_GIVEN TASK 1:_ Reproduce everything in the cloud gaming patent article from "OnLive’s patent for" down to "own patent portfolio.", word for word.

_PAGE:_
+ + +

Though OnLive believed it was granted a landmark patent in the area of cloud gaming in late 2010, evidently seizing control of the technology, a company called T5 Labs has entered the cloud gaming ring and is already working on a combo. T5 Labs has been awarded a patent in a related area with an earlier filing date, and is considering its options.

OnLive’s patent for an “apparatus and method for wireless video gaming” was filed in December 2002, but T5 Labs filed its patent for a “centralized interactive graphical application server” in March 2002, nine months earlier. Graham Clemie of T5 Labs told VentureBeat that the company may “commence a procedure in the U.S. Patent Office known as an ‘interference’ to establish that T5 Labs, rather than OnLive, is the first inventor and entitled to the patent rights.”

Both patents appear to describe a similar technology that works in a different way. T5 claims that its version is better, and I’m sure OnLive would say the same. OnLive told Joystiq that it looked at T5 Labs’ patent application and told Clemie that it “saw no relevance whatsoever to OnLive.” OnLive also said it deals with “irrelevant patents” all the time, and is confident in its own patent portfolio.

Dave Perry, head of Gaikai, another cloud company that hopes to use the technology for more than games, doesn’t believe anyone can patent “remote gaming” because it goes back as far back as the 1970s. That won’t stop anyone from fighting over it though.

+ + +

_GIVEN TASK 2:_ Find each line of the records that contains the string "pillow" and copy those lines.

_Rows from a dataset:_
+ + +

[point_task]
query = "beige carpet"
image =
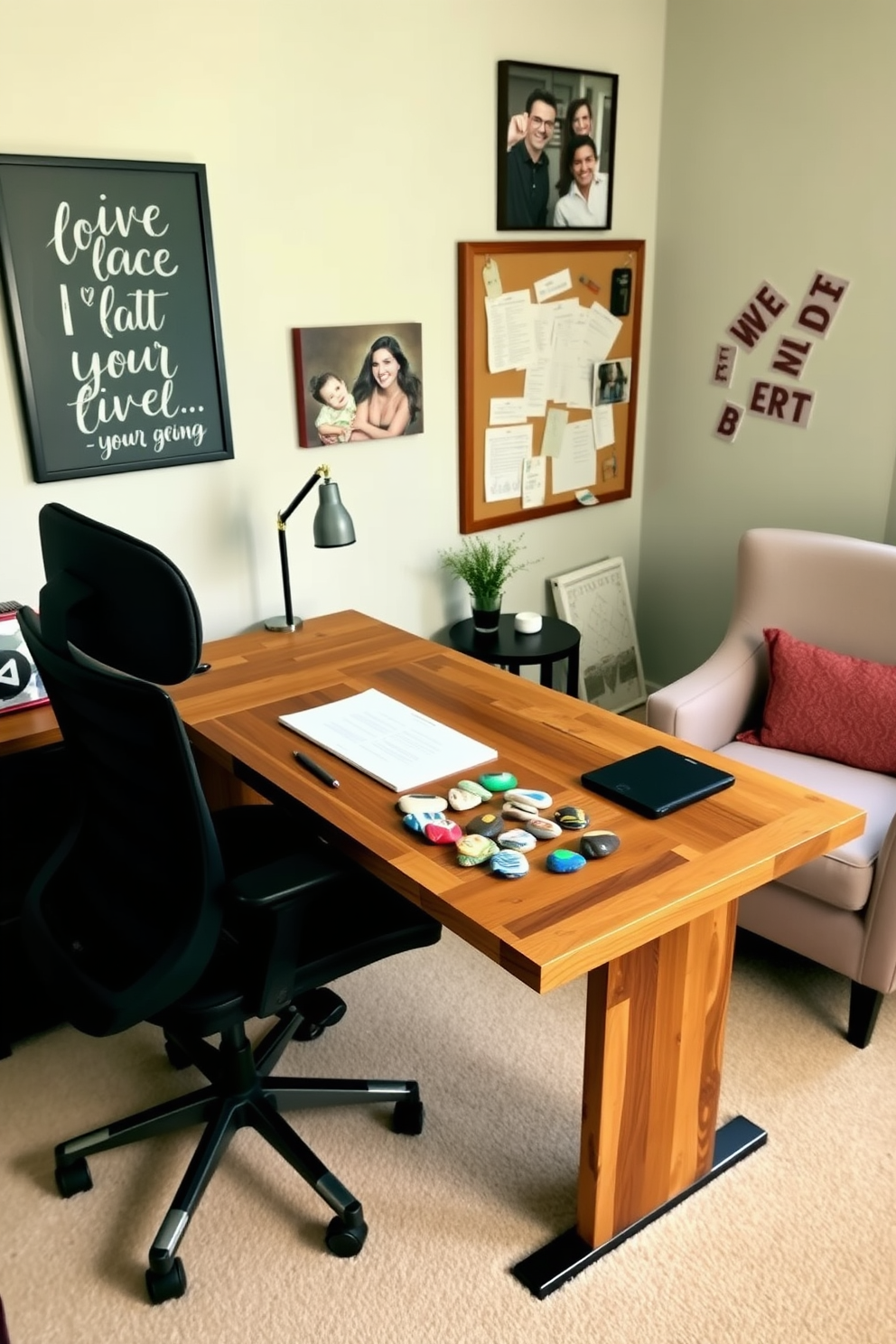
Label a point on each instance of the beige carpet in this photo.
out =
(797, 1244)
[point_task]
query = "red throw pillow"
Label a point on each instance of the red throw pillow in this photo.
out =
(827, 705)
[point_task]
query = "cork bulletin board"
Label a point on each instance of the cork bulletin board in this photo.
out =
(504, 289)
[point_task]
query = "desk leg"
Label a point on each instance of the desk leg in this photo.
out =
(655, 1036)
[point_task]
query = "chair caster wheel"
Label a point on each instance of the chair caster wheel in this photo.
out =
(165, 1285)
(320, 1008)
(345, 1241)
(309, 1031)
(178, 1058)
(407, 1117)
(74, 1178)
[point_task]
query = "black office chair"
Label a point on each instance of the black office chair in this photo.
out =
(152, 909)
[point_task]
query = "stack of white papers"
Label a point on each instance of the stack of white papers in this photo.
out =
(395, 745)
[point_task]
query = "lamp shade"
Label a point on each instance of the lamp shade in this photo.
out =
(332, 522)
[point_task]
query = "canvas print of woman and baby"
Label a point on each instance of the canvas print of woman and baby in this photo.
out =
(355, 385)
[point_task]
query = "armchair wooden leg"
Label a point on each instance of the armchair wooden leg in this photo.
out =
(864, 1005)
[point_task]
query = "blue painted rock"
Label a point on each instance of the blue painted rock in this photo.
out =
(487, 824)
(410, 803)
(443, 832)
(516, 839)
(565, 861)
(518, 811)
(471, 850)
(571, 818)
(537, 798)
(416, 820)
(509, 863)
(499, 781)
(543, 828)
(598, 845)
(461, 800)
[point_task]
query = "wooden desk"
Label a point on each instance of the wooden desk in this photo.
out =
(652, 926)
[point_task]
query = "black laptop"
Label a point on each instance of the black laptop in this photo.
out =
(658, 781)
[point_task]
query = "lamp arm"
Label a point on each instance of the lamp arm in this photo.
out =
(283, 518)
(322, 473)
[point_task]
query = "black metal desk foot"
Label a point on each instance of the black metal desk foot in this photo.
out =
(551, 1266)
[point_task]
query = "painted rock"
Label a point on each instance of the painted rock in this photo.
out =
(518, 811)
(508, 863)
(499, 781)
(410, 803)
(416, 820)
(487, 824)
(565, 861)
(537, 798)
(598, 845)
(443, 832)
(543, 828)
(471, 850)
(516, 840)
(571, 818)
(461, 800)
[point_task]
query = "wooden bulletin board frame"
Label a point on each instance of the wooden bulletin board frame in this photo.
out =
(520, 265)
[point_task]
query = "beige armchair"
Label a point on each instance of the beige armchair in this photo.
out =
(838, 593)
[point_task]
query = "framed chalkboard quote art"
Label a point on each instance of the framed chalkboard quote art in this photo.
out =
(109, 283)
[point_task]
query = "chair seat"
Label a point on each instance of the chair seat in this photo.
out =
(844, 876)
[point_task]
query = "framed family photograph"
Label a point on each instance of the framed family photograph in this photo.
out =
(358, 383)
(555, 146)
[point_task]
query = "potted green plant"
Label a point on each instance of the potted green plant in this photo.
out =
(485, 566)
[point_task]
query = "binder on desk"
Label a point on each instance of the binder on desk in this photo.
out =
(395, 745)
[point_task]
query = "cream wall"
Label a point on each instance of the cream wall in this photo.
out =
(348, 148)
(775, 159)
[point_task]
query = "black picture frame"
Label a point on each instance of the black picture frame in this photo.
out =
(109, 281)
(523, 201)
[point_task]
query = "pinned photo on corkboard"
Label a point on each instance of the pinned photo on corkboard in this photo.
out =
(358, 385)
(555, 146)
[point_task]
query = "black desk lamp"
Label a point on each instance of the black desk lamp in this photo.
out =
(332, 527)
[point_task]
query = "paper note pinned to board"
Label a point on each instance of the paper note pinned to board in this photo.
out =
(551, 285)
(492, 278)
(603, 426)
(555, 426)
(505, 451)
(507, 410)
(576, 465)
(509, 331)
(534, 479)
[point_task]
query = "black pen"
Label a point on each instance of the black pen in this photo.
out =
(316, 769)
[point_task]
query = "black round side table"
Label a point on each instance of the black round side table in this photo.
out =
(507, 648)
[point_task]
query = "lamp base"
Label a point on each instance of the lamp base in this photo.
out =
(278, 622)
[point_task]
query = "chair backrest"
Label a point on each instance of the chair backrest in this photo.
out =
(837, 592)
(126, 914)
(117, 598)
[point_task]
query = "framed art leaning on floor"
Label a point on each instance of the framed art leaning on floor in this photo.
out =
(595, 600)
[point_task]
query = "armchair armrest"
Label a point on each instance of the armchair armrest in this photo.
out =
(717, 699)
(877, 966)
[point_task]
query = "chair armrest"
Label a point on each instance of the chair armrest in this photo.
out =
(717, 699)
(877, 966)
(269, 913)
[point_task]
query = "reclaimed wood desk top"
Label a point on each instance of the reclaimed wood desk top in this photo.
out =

+ + +

_CORRECT ANSWER 1:_
OnLive’s patent for an “apparatus and method for wireless video gaming” was filed in December 2002, but T5 Labs filed its patent for a “centralized interactive graphical application server” in March 2002, nine months earlier. Graham Clemie of T5 Labs told VentureBeat that the company may “commence a procedure in the U.S. Patent Office known as an ‘interference’ to establish that T5 Labs, rather than OnLive, is the first inventor and entitled to the patent rights.”

Both patents appear to describe a similar technology that works in a different way. T5 claims that its version is better, and I’m sure OnLive would say the same. OnLive told Joystiq that it looked at T5 Labs’ patent application and told Clemie that it “saw no relevance whatsoever to OnLive.” OnLive also said it deals with “irrelevant patents” all the time, and is confident in its own patent portfolio.

_CORRECT ANSWER 2:_
query = "red throw pillow"
Label a point on each instance of the red throw pillow in this photo.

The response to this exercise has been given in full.